───── Extracted material

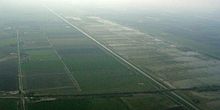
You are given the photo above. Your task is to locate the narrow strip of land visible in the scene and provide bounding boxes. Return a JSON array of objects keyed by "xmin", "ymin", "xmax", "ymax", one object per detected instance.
[
  {"xmin": 45, "ymin": 6, "xmax": 200, "ymax": 110},
  {"xmin": 47, "ymin": 37, "xmax": 82, "ymax": 92},
  {"xmin": 16, "ymin": 30, "xmax": 25, "ymax": 110}
]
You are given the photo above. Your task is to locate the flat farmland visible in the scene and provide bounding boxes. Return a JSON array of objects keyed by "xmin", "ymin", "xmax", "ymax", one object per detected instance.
[
  {"xmin": 0, "ymin": 99, "xmax": 18, "ymax": 110},
  {"xmin": 52, "ymin": 38, "xmax": 156, "ymax": 92},
  {"xmin": 0, "ymin": 29, "xmax": 18, "ymax": 91},
  {"xmin": 27, "ymin": 98, "xmax": 128, "ymax": 110}
]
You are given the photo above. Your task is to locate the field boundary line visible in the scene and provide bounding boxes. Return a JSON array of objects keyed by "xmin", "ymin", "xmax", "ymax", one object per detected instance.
[
  {"xmin": 16, "ymin": 30, "xmax": 26, "ymax": 110},
  {"xmin": 44, "ymin": 5, "xmax": 200, "ymax": 110},
  {"xmin": 47, "ymin": 37, "xmax": 82, "ymax": 92}
]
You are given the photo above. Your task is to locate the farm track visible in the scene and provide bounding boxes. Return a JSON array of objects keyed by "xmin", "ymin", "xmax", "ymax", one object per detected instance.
[
  {"xmin": 44, "ymin": 5, "xmax": 200, "ymax": 110},
  {"xmin": 47, "ymin": 37, "xmax": 82, "ymax": 92},
  {"xmin": 27, "ymin": 88, "xmax": 193, "ymax": 99},
  {"xmin": 16, "ymin": 30, "xmax": 26, "ymax": 110}
]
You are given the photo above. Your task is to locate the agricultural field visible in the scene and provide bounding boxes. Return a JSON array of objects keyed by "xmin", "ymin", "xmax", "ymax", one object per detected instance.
[
  {"xmin": 0, "ymin": 99, "xmax": 18, "ymax": 110},
  {"xmin": 0, "ymin": 2, "xmax": 220, "ymax": 110}
]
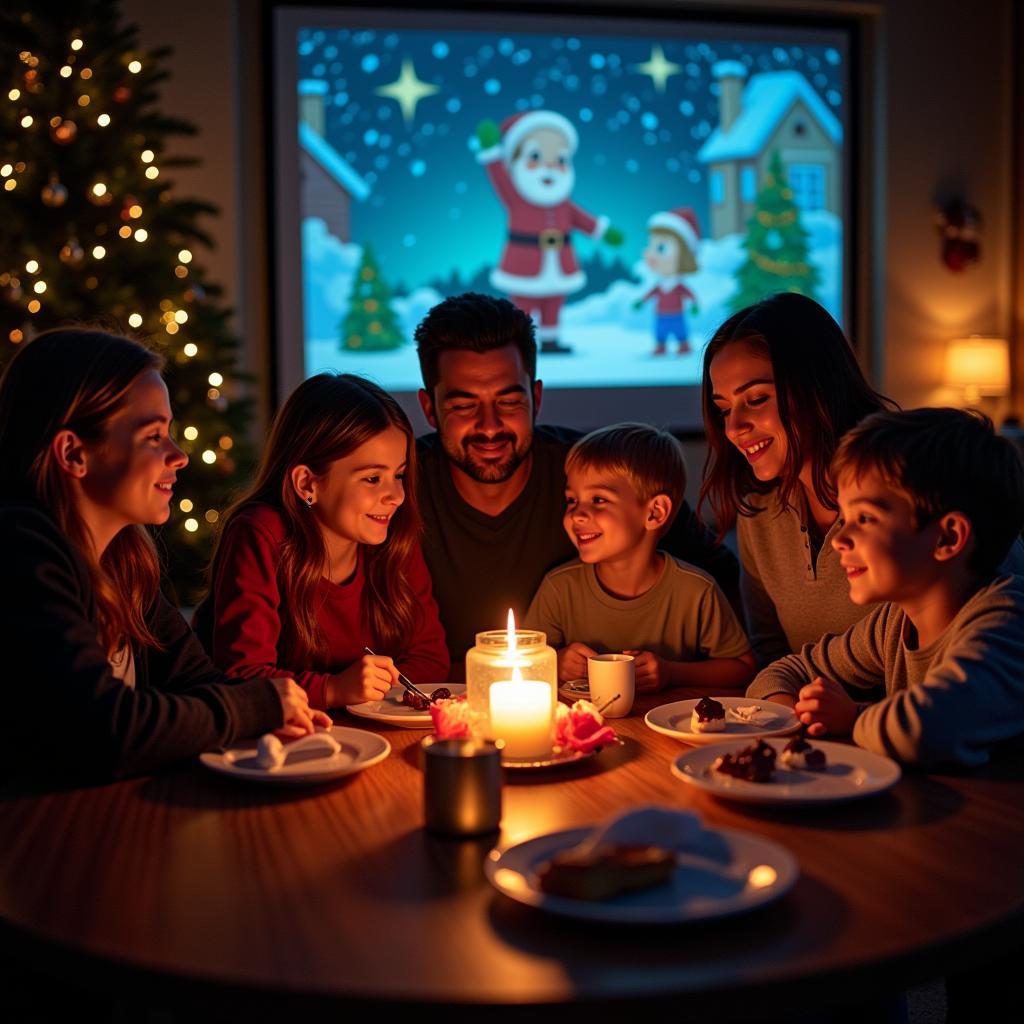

──────────

[Written exercise] Copy out the part of the listing that opens with the line containing "locate the flat" and closes with the end of the listing, switching "photo" to "image" and keeping everything else the same. Omit the pictures from your copy.

[Task output]
You are given the image above. Your task is to locate the flat farmland visible in the scene and provide bounding boxes. Return a JSON array of objects keyed by "xmin", "ymin", "xmax", "ymax", one object per detected instance.
[
  {"xmin": 0, "ymin": 99, "xmax": 18, "ymax": 110},
  {"xmin": 52, "ymin": 38, "xmax": 156, "ymax": 92},
  {"xmin": 0, "ymin": 29, "xmax": 18, "ymax": 91},
  {"xmin": 27, "ymin": 98, "xmax": 128, "ymax": 110}
]
You are given the image above. Your task is to locate the field boundary line visible in the scene and provide bounding boxes. Return a JSON array of objects keyed by "xmin", "ymin", "xmax", "ymax", one object per detected instance.
[
  {"xmin": 16, "ymin": 30, "xmax": 26, "ymax": 110},
  {"xmin": 44, "ymin": 5, "xmax": 200, "ymax": 110},
  {"xmin": 47, "ymin": 37, "xmax": 82, "ymax": 92}
]
You are given the image above. Your task is to locate the farm track visible in the scene and provide bounding boxes. Return a JSON array of objects keyed by "xmin", "ymin", "xmax", "ymax", one object per detected instance.
[
  {"xmin": 44, "ymin": 5, "xmax": 200, "ymax": 110},
  {"xmin": 47, "ymin": 37, "xmax": 82, "ymax": 92},
  {"xmin": 27, "ymin": 88, "xmax": 193, "ymax": 99},
  {"xmin": 16, "ymin": 30, "xmax": 26, "ymax": 110}
]
You are given the image above. Your task is to locate the agricultural field visible in the scene and provide bounding boxes. Return a JSON array of objects keyed by "xmin", "ymin", "xmax", "ymax", one object per detected instance.
[
  {"xmin": 0, "ymin": 99, "xmax": 18, "ymax": 110},
  {"xmin": 0, "ymin": 2, "xmax": 220, "ymax": 110}
]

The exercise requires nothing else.